• **Passage cité**:
>>>>
Menu

L'Indépendance des juges marocain ?

Est-ce que la justice est indépendante au Maroc? Constitue-t-elle un véritable 3e pouvoir, ou bien souffre-t-elle de l’ingérence de l’exécutif et du législatif?

C’est à ces questions qu’ont essayé de répondre, tant bien que mal, une dizaine d’intervenants (universitaires et praticiens) lors du colloque organisé par l’Amicale Hassania des Magistrats (AMH), le 15 décembre à Casablanca. Une rencontre qui a fait salle comble (ils sont plus de 3.000 magistrats inscrits à l’Amicale). Alors qu’on s’attendait à ce que Mustapha Farés, président de l’AHM et célèbre magistrat de la chambre criminelle à la Cour d’appel de Casablanca préside la conférence, c’est Mohamed Alami Machichi, ex-ministre de la Justice et professeur de droit qui en a pris la charge.

D’emblée, Machichi appele à une économie du discours en invitant les intervenants à cibler les points qui font divergence. «Essayons d’analyser l’indépendance de la justice par rapport aux institutions constitutionnelles et vis-à-vis de la personne du juge lui-même», résume Machichi.

L’invité de marque de cette rencontre a sans doute été le ministre de la Justice, Mohamed Bouzoubaâ qui a été très en vue au cours de la conférence, puisque presque tous les intervenants ont évoqué l’indépendance du système judiciaire par rapport à son ministère de tutelle. Ainsi, Alaoui Moulay Hachem, chef du cabinet du ministre souligne «que les réformes initiées dans le Royaume, notamment depuis la nomination de l’actuel gouvernement, visent à adapter plusieurs lois aux conventions internationales des droits de l’homme en vue de doter la justice des outils à même de renforcer davantage son impartialité».
<<<<
• **Travail à faire**:
1/ Dans le texte sur l'indépendance de la justice marocaine, qui a finalement présidé la conférence ?
2/ Poursuivez le texte sur l'indépendance de la justice marocaine à la suite de sa dernière phrase.

• **Extrait de données**:
>>>>
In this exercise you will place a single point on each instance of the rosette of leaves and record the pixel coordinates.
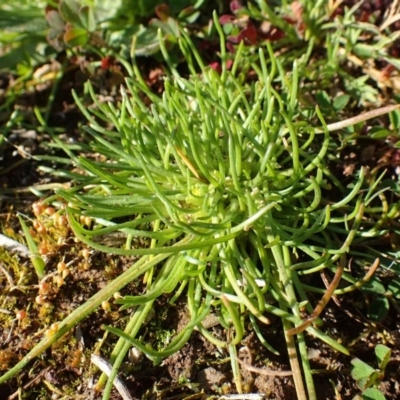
(228, 190)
<<<<
• **Réponses aux consignes**:
1/ Mohamed Alami Machichi, ex-ministre de la Justice et professeur de droit, a présidé la conférence.

2/
Devant les multiples rappels à l’ordre du modérateur, Alaoui a conclu son intervention sur la problématique des ressources humaines.
Quant à Mohamed Al Ansari, président de la commission de législation à la Chambre des conseillers, il met en exergue l’article 51 du code de procédure pénale (CPP).

Cette disposition donne au ministre de la Justice le pouvoir de déclencher l’action publique et le positionne en tant que «tuteur» de la politique criminelle qu’il dicte aux procureurs généraux. Une prérogative qui reflète la grande dépendance du système judiciaire par rapport à son département de tutelle.

Al Ansari, qui s’est également attaqué au rôle que doit jouer le Parlement pour garantir l’indépendance des juges, n’a malheureusement pas développé la problématique constitutionnelle de séparation des pouvoirs.

Une question qui demeure incontournable lorsqu’on parle de l’indépendance des magistrats. Parmi les interventions intéressantes, celle de Youness Moujahid, secrétaire général du Syndicat national de la presse marocaine (SNPM).

Moujahid a soulevé la problématique de l’indépendance de la justice, notamment dans certaines affaires de presse. «Citons à titre d’exemple l’affaire d’Ali Lmrabet: il est clair que dans certaines affaires politiques surtout, le système judiciaire montre encore quelque dépendance vis-à-vis du pouvoir», souligne le secrétaire général du SNPM.

Dans le même ordre d’idée, Ce dernier propose une politique criminelle spécifique au journalisme. Concrètement, cela se traduirait par la mise en place d’une chambre dédiée aux délits de presse. Une solution dictée par l’évolution actuelle de la presse écrite et du paysage audiovisuel.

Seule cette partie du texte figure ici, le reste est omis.